*Texto proporcionado:*
"""

Cuarto artículo de la serie “El arte de la autocompasión como estilo de vida”, “No somos perfectos, ¡qué alivio!”.
En el artículo anterior decíamos que la compasión hacia sí mismo contiene tres elementos fundamentales: la bondad, el reconocimiento de la experiencia humana común, reconocer que nuestras vidas están interconectadas por la naturaleza nos ayuda a distinguir la autocompasión de la simple aceptación o del amor hacia sí mismo. Literalmente, compasión significa “sufrir con”, lo que implica una reciprocidad básica en la experiencia del sufrimiento. El sentimiento de compasión surge del reconocimiento de que la experiencia humana es imperfecta. La compasión hacia sí mismo enaltece el hecho de que todos los seres humanos somos falibles, de que las decisiones erróneas y los sentimientos de arrepentimiento son inevitables por mucha fuerza que se tenga.
La compasión recuerda que todos sufrimos y esto ofrece consuelo, porque todos somos humanos. Los sentimientos de rebeldía y desilusión son compartidos por todas las personas. El dolor que se experimenta en momentos de dificultad es el mismo que los demás sienten cuando las cosas no van bien. Los desencadenantes, las circunstancias, el nivel de dolor son distintos, pero el proceso es el mismo.
Cuando la persona se obsesiona con los aspectos no deseados de la propia vida experimenta miedo y enojo. Además, tiende a quejarse por todo y se aferra a la visión estrecha que tiene de las cosas sin percatarse que la percepción humana es limitada y engañosa.

"""

*Registros de datos guardados:*
"""

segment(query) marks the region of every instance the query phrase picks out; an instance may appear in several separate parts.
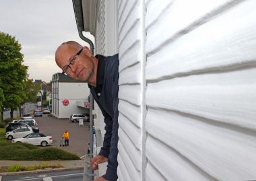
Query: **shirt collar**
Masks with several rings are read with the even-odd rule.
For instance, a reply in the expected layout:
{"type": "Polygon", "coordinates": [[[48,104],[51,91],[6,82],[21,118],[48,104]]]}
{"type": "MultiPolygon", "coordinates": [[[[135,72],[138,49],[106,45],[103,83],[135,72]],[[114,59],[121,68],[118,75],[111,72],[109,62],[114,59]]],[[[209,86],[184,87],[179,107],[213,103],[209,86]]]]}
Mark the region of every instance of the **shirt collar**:
{"type": "MultiPolygon", "coordinates": [[[[103,85],[104,78],[104,68],[105,68],[105,59],[106,57],[103,55],[97,55],[95,57],[98,59],[98,67],[97,67],[97,75],[96,75],[96,87],[98,85],[103,85]]],[[[90,88],[93,87],[91,85],[88,83],[88,87],[90,88]]]]}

"""

*Consigna 1:* Traduce al inglés la siguiente oración del texto sobre la autocompasión: "Los sentimientos de rebeldía y desilusión son compartidos por todas las personas."
*Consigna 2:* Transcribe del texto sobre la autocompasión el fragmento que empieza en las palabras "En el artículo" y termina después de "que se tenga.".

*Respuesta 1:* Feelings of rebellion and disillusionment are shared by all people.

*Respuesta 2:*
En el artículo anterior decíamos que la compasión hacia sí mismo contiene tres elementos fundamentales: la bondad, el reconocimiento de la experiencia humana común, reconocer que nuestras vidas están interconectadas por la naturaleza nos ayuda a distinguir la autocompasión de la simple aceptación o del amor hacia sí mismo. Literalmente, compasión significa “sufrir con”, lo que implica una reciprocidad básica en la experiencia del sufrimiento. El sentimiento de compasión surge del reconocimiento de que la experiencia humana es imperfecta. La compasión hacia sí mismo enaltece el hecho de que todos los seres humanos somos falibles, de que las decisiones erróneas y los sentimientos de arrepentimiento son inevitables por mucha fuerza que se tenga.